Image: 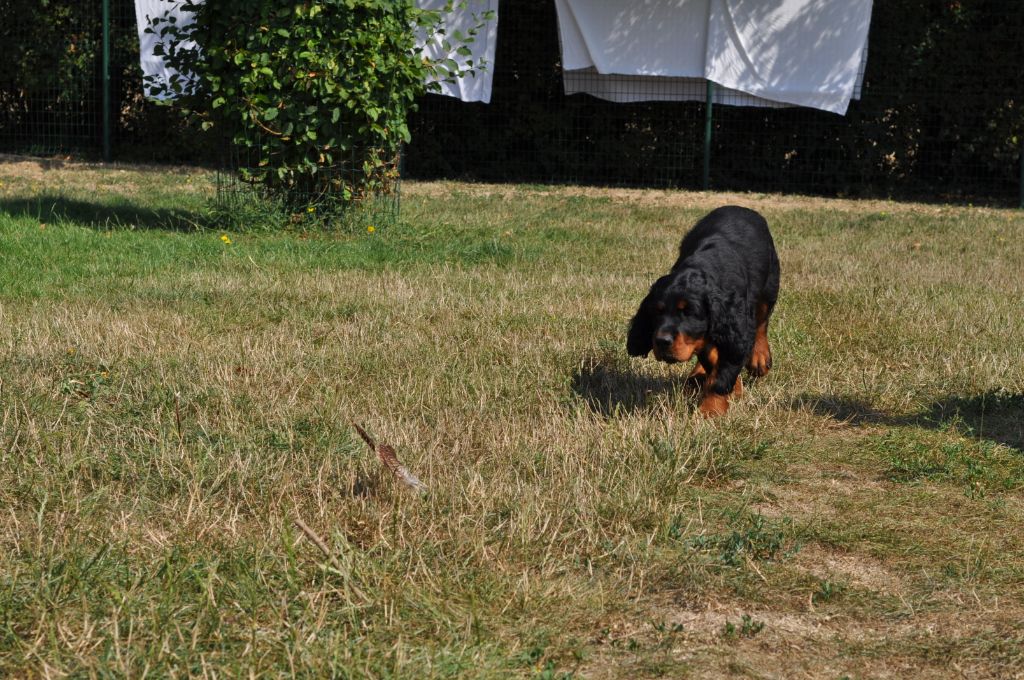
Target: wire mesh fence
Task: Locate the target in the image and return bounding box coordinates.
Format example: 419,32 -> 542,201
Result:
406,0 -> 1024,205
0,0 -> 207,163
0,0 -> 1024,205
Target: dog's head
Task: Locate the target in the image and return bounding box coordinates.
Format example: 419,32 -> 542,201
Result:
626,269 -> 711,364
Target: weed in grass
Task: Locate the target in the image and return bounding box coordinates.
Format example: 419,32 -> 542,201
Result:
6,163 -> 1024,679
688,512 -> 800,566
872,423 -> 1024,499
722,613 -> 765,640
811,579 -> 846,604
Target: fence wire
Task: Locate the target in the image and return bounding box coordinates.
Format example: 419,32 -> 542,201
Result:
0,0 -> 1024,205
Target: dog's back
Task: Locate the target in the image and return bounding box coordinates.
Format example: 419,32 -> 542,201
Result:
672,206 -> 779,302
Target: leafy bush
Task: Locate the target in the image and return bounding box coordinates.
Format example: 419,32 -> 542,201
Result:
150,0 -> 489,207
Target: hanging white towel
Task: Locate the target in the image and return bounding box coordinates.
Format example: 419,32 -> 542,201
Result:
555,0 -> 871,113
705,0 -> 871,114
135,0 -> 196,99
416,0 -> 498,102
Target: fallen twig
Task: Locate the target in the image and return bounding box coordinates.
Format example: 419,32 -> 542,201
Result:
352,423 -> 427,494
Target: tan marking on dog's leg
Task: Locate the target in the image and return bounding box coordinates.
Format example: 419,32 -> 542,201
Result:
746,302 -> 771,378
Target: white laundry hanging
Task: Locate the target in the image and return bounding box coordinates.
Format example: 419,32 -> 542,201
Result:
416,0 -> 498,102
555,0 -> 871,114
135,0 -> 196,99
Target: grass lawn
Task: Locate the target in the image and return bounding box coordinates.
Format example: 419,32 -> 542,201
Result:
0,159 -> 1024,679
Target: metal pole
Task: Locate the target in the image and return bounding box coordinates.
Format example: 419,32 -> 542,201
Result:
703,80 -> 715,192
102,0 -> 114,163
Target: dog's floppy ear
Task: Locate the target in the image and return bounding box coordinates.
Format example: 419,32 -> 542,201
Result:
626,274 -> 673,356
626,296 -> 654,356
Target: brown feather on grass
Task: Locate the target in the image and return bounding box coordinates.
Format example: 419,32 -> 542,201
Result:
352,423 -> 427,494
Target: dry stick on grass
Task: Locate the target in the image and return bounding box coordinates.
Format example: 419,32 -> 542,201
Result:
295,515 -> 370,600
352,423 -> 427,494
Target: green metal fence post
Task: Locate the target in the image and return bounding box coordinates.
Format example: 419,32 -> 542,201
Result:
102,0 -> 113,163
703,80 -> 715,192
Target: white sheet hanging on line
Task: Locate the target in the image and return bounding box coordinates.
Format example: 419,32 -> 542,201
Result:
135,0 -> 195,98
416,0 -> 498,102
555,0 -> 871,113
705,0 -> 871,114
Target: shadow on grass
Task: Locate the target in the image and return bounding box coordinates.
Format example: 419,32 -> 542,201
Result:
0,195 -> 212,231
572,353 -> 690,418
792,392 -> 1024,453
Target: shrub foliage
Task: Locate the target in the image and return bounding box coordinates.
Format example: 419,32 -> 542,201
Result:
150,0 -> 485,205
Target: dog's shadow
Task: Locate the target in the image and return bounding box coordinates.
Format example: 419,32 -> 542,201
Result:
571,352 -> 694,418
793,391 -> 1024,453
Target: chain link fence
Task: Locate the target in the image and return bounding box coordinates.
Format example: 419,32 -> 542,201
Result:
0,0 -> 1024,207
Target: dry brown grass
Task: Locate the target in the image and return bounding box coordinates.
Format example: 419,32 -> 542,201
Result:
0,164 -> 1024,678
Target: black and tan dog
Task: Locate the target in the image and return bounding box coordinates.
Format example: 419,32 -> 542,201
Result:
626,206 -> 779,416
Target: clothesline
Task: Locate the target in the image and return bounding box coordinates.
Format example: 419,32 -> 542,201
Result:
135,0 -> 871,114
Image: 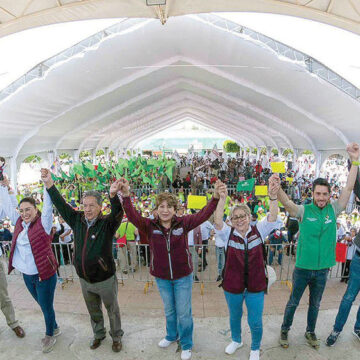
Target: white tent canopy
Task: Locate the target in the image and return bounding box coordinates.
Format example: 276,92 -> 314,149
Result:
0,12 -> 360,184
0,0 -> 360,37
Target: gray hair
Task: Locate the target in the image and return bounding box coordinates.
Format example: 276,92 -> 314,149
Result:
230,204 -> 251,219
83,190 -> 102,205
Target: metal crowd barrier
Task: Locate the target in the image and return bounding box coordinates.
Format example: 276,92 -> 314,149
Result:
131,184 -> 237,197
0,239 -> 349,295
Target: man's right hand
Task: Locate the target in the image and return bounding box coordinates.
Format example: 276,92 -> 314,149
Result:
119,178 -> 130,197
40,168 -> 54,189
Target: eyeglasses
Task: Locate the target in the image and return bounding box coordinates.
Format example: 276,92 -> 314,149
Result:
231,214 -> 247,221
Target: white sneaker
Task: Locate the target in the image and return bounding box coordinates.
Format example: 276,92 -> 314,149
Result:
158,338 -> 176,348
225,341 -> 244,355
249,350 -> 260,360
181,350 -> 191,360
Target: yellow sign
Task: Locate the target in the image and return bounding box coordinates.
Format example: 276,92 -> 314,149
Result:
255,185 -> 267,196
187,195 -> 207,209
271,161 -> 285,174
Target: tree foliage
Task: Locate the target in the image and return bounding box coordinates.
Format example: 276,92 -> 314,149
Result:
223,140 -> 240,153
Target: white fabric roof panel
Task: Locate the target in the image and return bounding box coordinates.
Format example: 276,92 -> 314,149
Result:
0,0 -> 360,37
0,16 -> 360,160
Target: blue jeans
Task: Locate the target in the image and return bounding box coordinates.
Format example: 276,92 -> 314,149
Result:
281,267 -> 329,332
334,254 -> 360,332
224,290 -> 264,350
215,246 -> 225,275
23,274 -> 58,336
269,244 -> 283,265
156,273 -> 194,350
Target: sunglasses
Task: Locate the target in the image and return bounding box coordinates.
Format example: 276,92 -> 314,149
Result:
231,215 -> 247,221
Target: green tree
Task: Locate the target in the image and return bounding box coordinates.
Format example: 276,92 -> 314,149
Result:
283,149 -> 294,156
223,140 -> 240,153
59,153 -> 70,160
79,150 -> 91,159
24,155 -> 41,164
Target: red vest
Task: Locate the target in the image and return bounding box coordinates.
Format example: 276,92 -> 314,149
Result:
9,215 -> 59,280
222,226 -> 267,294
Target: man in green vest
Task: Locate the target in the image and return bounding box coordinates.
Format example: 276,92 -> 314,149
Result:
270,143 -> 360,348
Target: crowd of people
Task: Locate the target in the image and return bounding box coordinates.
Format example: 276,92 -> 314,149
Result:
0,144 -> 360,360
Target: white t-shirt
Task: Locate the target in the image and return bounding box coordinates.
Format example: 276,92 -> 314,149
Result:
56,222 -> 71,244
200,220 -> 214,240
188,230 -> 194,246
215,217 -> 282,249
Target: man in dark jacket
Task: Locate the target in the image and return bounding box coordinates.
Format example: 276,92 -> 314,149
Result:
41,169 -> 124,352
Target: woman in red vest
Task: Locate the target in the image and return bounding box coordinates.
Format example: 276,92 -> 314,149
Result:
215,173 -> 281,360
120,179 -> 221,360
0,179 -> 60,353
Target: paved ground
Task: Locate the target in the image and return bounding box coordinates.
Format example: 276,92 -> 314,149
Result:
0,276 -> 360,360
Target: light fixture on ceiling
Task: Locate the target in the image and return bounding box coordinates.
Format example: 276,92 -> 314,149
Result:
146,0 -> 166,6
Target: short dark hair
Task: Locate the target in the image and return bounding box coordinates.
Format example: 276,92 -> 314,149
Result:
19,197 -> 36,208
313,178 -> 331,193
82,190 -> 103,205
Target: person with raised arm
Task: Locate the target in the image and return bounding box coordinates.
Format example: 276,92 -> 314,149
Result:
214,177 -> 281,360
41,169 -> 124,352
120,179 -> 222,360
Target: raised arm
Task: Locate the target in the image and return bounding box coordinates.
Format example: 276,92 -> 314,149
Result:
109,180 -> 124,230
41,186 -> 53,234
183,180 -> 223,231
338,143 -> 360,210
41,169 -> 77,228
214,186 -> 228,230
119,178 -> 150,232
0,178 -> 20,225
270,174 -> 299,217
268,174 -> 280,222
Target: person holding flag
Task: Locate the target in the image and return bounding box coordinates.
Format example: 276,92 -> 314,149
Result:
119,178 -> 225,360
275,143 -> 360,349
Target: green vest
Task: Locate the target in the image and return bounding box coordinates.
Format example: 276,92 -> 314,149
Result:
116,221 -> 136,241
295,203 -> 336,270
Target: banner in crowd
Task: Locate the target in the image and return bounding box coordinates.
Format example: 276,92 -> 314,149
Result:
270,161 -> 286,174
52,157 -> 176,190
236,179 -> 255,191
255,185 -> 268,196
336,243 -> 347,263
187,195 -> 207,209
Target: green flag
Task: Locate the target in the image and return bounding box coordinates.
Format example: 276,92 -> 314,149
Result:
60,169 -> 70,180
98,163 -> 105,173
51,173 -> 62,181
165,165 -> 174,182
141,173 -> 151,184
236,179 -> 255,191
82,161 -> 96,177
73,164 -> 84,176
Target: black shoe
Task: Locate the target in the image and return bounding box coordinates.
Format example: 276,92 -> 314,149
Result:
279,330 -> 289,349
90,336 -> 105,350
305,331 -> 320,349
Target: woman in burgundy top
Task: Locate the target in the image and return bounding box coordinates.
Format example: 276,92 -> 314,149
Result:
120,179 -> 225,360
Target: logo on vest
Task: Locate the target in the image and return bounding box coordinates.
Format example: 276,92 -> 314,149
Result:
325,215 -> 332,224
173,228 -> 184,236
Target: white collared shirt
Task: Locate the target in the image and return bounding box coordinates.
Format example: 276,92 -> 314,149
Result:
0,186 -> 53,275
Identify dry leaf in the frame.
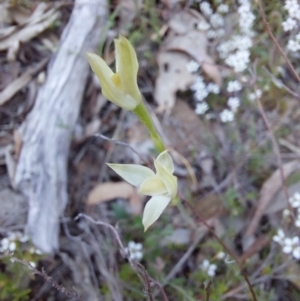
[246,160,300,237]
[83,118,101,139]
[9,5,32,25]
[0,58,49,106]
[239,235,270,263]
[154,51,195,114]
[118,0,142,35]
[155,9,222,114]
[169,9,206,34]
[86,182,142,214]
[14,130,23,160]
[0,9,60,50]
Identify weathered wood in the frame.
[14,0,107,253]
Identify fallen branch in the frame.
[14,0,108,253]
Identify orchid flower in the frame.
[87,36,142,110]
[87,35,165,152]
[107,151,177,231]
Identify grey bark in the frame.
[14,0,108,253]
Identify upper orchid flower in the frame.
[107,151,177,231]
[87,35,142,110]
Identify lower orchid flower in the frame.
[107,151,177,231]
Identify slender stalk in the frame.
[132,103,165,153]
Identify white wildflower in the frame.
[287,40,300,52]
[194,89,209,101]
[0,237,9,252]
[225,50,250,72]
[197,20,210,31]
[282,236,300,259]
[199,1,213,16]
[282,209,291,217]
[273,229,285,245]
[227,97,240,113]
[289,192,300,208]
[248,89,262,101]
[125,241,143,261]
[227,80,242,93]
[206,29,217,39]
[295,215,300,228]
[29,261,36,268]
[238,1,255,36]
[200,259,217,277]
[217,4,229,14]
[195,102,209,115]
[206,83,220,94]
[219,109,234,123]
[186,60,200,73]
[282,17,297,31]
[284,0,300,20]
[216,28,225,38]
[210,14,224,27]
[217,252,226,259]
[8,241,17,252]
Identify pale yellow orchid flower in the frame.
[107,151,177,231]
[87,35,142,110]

══════

• [YOUR GOAL]
Take the lines of the data beginning with the line that contains "Target: black and tan dog" and continuing through the line that contains "135,0 -> 871,114", and write them out again with "clothesline" swapped for "laundry line". Leave everything else the same.

• [REPLY TO THE EXERCISE]
Target: black and tan dog
Task: Locate the target in the image and return bounding box coordinates.
Format example: 419,32 -> 542,201
Result:
626,206 -> 779,416
Target: laundry line
Task: Locate the target in the image and return bounding box coordinates.
Format example: 419,32 -> 542,201
Result:
135,0 -> 871,114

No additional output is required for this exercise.